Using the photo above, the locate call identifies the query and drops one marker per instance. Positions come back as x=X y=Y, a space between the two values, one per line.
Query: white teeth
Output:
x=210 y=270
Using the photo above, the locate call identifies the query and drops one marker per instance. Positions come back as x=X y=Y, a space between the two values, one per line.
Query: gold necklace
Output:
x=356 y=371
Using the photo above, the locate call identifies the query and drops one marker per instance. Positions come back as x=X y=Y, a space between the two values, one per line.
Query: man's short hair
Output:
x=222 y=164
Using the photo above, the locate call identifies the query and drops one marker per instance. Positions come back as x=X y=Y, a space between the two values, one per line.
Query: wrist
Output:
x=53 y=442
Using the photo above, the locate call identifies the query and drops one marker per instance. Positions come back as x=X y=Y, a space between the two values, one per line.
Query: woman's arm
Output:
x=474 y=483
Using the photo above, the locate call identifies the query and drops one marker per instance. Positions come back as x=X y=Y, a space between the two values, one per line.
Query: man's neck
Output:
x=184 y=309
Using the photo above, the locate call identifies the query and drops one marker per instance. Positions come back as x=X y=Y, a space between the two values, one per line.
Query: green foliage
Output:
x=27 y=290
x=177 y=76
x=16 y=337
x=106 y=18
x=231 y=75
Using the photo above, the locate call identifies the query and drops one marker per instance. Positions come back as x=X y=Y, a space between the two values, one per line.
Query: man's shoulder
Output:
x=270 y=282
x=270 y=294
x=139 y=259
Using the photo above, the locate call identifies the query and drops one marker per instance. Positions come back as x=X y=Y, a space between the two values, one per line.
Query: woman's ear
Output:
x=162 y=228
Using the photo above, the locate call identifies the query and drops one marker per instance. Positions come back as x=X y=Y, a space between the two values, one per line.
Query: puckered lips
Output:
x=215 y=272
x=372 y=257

____________________

_Goal:_ Recast the records, from the start through the line containing "x=162 y=228", as a two-column CSV with the header record_text,answer and one row per record. Put each record's text and its answer in one quoted field apiece, with line breaks replaced by spaces.

_Response to the task:_
record_text,answer
"Using the photo above, the locate call identifies the query and drops one marker per instance. Positions come back as x=X y=Y, a space between the two values, one per line. Query: white teeth Output:","x=210 y=270"
"Using the photo above, the locate call identifies the query and drops one marker per instance. Positions come back as x=X y=Y, a space between the two values, one per line. Query: gold necklace Output:","x=356 y=371"
"Using the photo above, the locate call identifies the query and drops one marker per instance. Positions come back as x=X y=Y, a space between the two values, one per line. Query: man's short hair Output:","x=222 y=164"
"Using the photo above, the locate call identifies the query and drops one marker per instance. Positions come back as x=X y=Y, a space between the two values, one per line. Query: wrist Output:","x=53 y=442"
"Using the photo above, the locate call identifies the query and drops one marker per instance. Positions come back as x=X y=Y, a space between the two values, one per line. Query: woman's arm Output:","x=474 y=483"
"Using the photo above, the locate call identifies the query and drops one marker per instance. Positions come back as x=X y=Y, a space between the two values, one per line. Query: man's neck Output:","x=184 y=309"
"Using the photo above, the locate call identifies the query and drops one marker per instance. Positions come back as x=X y=Y, a space between the two values, one per line. Query: green foliage Output:","x=27 y=290 x=177 y=76 x=16 y=337 x=106 y=18 x=231 y=75"
"Using the photo above, the locate call identifies the query and drops one marker per instance. Positions come back as x=X y=Y, a space between the two values, one per line. Query: man's shoulder Output:","x=270 y=282 x=270 y=294 x=139 y=259"
"Using the photo above, the locate call identifies the query and drops one marker per instance. Positions come back as x=X y=Y, a space between the two values, one per line. Query: woman's ear Output:","x=162 y=228"